Document:
■ ■ ■

## Packages and configuration

In [None]:
from statsbombpy import sb
import pandas as pd
from mplsoccer import VerticalPitch,Pitch
from highlight_text import ax_text, fig_text
from matplotlib.colors import LinearSegmentedColormap
import matplotlib.pyplot as plt
import matplotlib.patheffects as path_effects
import seaborn as sns
import pprint

## Load Competiton, Match, and Event Data from statsbombpy

In [None]:
pd.set_option('display.max_columns', None)
pd.set_option('display.width', None)

# Call statsbombpy API to get all free competitions, then chec Women's comps
free_comps = sb.competitions()
women_comps = free_comps[free_comps['competition_gender'] == 'female']
women_comps

# EUROS

In [None]:
pd.set_option('display.max_columns', None)
pd.set_option('display.width', None)

matches_euros = sb.matches(competition_id=53, season_id=315)
matches_euros.head(2)

### EUROS final - events

In [None]:
final_match = matches_euros[matches_euros['competition_stage'] == 'Final'].iloc[0]
final_match_id = final_match['match_id']

events_df = sb.events(match_id=final_match_id)

In [None]:
shots_df = events_df[events_df['type'] == 'Shot'].copy()

# Mark goals
shots_df['goal'] = shots_df['shot_outcome'].apply(lambda x: 1 if x == 'Goal' else 0)

In [None]:
# LINEUP

# Select first two Starting XI rows
xi_rows = events_df.loc[events_df['type'] == 'Starting XI'].iloc[:2]

# Create an empty list to store DataFrames
lineups = []

for _, xi_row in xi_rows.iterrows():
    tactics = xi_row['tactics']
    lineup_df = pd.DataFrame(tactics['lineup'])
    
    # Extract player and position info
    lineup_df['player_id'] = lineup_df['player'].apply(lambda x: x['id'])
    lineup_df['player'] = lineup_df['player'].apply(lambda x: x['name'])
    
    lineup_df['position_id'] = lineup_df['position'].apply(lambda x: x['id'])
    lineup_df['position'] = lineup_df['position'].apply(lambda x: x['name'])

■ ■ ■

Items in a dataset:
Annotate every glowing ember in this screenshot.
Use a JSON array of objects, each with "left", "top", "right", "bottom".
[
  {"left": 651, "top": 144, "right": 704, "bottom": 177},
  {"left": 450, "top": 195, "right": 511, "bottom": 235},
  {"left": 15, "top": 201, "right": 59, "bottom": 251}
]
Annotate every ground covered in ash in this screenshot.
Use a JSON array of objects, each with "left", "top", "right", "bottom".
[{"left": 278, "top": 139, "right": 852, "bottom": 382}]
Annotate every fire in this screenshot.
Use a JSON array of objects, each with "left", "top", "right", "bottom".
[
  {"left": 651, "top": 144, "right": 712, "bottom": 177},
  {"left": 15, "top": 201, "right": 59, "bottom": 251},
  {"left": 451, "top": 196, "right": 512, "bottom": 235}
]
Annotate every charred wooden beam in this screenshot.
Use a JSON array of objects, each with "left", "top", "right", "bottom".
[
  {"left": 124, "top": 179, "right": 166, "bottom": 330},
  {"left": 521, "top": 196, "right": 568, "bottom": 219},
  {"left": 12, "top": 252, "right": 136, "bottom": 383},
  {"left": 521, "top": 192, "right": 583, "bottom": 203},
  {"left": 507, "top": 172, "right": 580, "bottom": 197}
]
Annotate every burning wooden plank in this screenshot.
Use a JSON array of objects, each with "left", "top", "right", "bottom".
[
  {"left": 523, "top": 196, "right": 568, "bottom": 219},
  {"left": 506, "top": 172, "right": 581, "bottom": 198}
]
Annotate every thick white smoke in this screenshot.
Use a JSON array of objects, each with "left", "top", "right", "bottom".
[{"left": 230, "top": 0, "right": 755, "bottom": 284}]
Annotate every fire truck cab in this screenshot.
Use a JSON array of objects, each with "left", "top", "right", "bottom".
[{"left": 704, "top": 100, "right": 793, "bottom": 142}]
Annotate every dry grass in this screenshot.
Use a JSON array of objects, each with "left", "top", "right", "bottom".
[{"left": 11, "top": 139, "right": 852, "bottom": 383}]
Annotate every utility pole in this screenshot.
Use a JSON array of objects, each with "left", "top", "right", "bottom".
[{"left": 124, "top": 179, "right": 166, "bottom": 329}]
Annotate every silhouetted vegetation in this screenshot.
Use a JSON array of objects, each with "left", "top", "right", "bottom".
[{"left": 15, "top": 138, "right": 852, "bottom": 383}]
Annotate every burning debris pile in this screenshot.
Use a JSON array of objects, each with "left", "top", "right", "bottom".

■ ■ ■

Directive 1: From the statsbombpy notebook, return everything from "### EUROS final" down to "events_df[events_df['type'] == 'Shot'].copy()".
Directive 2: In the statsbombpy notebook, which competition_id and season_id are passed to sb.matches to load the Euros matches?
Directive 3: Extend the statsbombpy notebook from the point where it stops.

Task answer 1:
### EUROS final - events

In [None]:
final_match = matches_euros[matches_euros['competition_stage'] == 'Final'].iloc[0]
final_match_id = final_match['match_id']

events_df = sb.events(match_id=final_match_id)

In [None]:
shots_df = events_df[events_df['type'] == 'Shot'].copy()

Task answer 2: competition_id=53 and season_id=315

Task answer 3:
    # Add team and formation
    lineup_df['team'] = xi_row['team']
    
    lineups.append(lineup_df)

# Combine home and away into one DataFrame
lineup_df = pd.concat(lineups, ignore_index=True)

lineup_df_euros = lineup_df

In [None]:
# Filter shots up to minute 120 (to exclude penalties)
shots_up_to_120 = shots_df[shots_df['minute'] < 120]

# Calculate total xG, goals, number of shots, and avg xG per shot for each player
player_xg_summary = shots_up_to_120.groupby(['player', 'team']).agg(
    shots=('shot_statsbomb_xg', 'count'),
    total_xg=('shot_statsbomb_xg', 'sum'),
    xg_per_shot=('shot_statsbomb_xg', 'mean'),
    goals=('goal', 'sum')
).sort_values('total_xg', ascending=False)

# Merge position info from the lineup
player_xg_summary = player_xg_summary.reset_index().merge(
    lineup_df_euros[['player', 'team', 'position', 'jersey_number']],
    on=['player', 'team'],
    how='left'
)

# Fill missing positions and jersey numbers for substitutes
player_xg_summary['position'] = player_xg_summary['position'].fillna('Sub')
player_xg_summary['jersey_number'] = player_xg_summary['jersey_number'].fillna(-1).astype(int)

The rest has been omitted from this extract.